Below is a block of data; give all of it again word for word.
**** DATA ENTRIES ****
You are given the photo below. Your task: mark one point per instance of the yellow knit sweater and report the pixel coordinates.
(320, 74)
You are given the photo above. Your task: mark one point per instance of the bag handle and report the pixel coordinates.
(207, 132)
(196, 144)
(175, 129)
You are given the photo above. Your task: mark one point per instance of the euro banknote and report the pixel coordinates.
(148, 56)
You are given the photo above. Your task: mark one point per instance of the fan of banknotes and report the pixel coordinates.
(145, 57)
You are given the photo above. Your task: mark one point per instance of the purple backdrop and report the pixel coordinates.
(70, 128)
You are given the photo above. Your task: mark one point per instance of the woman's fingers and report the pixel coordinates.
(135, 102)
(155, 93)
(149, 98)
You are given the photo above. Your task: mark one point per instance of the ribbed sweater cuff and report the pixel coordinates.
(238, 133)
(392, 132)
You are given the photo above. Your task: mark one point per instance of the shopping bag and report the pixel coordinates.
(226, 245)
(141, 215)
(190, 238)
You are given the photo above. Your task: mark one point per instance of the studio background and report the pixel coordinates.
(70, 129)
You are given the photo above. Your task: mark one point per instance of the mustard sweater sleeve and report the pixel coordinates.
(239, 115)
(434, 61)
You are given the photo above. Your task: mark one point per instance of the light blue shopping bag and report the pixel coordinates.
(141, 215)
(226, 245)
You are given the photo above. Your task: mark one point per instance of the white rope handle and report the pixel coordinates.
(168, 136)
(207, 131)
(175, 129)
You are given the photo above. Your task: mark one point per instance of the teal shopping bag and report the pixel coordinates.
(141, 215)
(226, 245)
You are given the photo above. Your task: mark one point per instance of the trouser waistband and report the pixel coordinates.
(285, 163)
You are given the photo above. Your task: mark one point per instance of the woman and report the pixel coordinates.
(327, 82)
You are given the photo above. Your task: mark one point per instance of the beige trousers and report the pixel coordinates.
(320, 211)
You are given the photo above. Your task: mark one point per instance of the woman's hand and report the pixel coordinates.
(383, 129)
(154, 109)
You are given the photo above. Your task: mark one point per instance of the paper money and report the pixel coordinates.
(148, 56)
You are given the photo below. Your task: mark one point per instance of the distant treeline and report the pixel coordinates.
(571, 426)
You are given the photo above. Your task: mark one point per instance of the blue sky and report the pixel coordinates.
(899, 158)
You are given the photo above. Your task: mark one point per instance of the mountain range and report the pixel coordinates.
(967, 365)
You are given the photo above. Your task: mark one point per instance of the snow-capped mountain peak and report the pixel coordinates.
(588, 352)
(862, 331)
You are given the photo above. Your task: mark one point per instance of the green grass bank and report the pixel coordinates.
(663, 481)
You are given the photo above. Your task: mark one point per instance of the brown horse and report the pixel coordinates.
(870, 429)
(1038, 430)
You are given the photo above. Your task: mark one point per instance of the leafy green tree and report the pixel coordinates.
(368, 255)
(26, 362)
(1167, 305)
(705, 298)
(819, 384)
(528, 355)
****
WRITTEN REPLY ::
You are given the photo below. Your task: mark one point per instance of the yellow knit sweater and report the pixel coordinates.
(320, 74)
You are given the photo above. Your task: mark one point per instance of the bag handle and report the pixel coordinates.
(207, 132)
(196, 144)
(175, 129)
You are given the photo above. Your task: mark one point per instance of the euro banknote and report the pixel coordinates.
(148, 56)
You are given the photo above. Your task: mark one point per instance of the fan of banknotes and report the pixel coordinates.
(145, 57)
You are given the photo above. Your task: mark one point per instance of the purple backdrop and report the pixel coordinates.
(70, 128)
You are given the photo above. Your task: mark one point per instance of the woman's fingers and report the pixel coordinates.
(135, 102)
(155, 93)
(149, 98)
You are given the photo above. Your task: mark one point per instance of the ribbed sweater cuff and report the pixel coordinates.
(238, 133)
(392, 132)
You are given the photo above. Your task: mark one point per instance of the shopping bag and report the pixel coordinates.
(226, 245)
(141, 215)
(190, 238)
You are given the photo above. Your task: mark one point per instance of the studio background and report the pixel coordinates.
(70, 129)
You are given the photo above. Your task: mark one point per instance of the mustard sweater sleeve and report the pixel coordinates.
(239, 115)
(434, 61)
You are given the photo above. Your task: mark one point per instance of the light blue shopping bag and report the pixel coordinates.
(141, 215)
(226, 245)
You are given the photo above. Your task: mark one point per instance of the white rope handle and report the pixel coordinates.
(168, 136)
(207, 131)
(175, 129)
You are given the photo above. Your task: mark one point per instance of the teal shopping bag and report the pixel coordinates.
(141, 215)
(226, 245)
You are given the photo above. Your task: mark one point per instance of the trouser waistband and report the pixel coordinates.
(285, 163)
You are given the photo above. Your task: mark one point per instance of the woman and report the pixel coordinates.
(327, 82)
You are given the photo above. Your task: mark one point per instance of the beige trousers and report the pixel coordinates.
(320, 211)
You are given the photo above. Your task: mark one point per instance of the woman's hand and report the pixel coordinates.
(383, 129)
(154, 109)
You are given the photo above. Your task: mark one point per instance of the paper money and report the pixel coordinates.
(148, 56)
You are given the photo below. Your task: mark one point per instance of the distant treeline and report the pixel coordinates.
(571, 426)
You are given the photo above. Your task: mark one point per instance of the blue sky and report the pixel coordinates.
(899, 158)
You are given the photo above. Your task: mark one point per instance of the mountain range and report the pixel coordinates.
(967, 365)
You are given the photo above. Your task: mark one point per instance of the snow-capped mountain peak and report the pixel coordinates.
(588, 352)
(862, 331)
You are given the photo above. Your task: mark one point per instance of the green grass bank and report the pixel coordinates.
(663, 481)
You are given the photo above. Your task: mark one point per instance of the brown horse and report the pixel coordinates.
(870, 429)
(1038, 430)
You are given the photo above. Your task: mark one point per instance of the leafy green tree and report the pixel coordinates.
(368, 255)
(26, 362)
(1167, 305)
(705, 298)
(819, 384)
(528, 355)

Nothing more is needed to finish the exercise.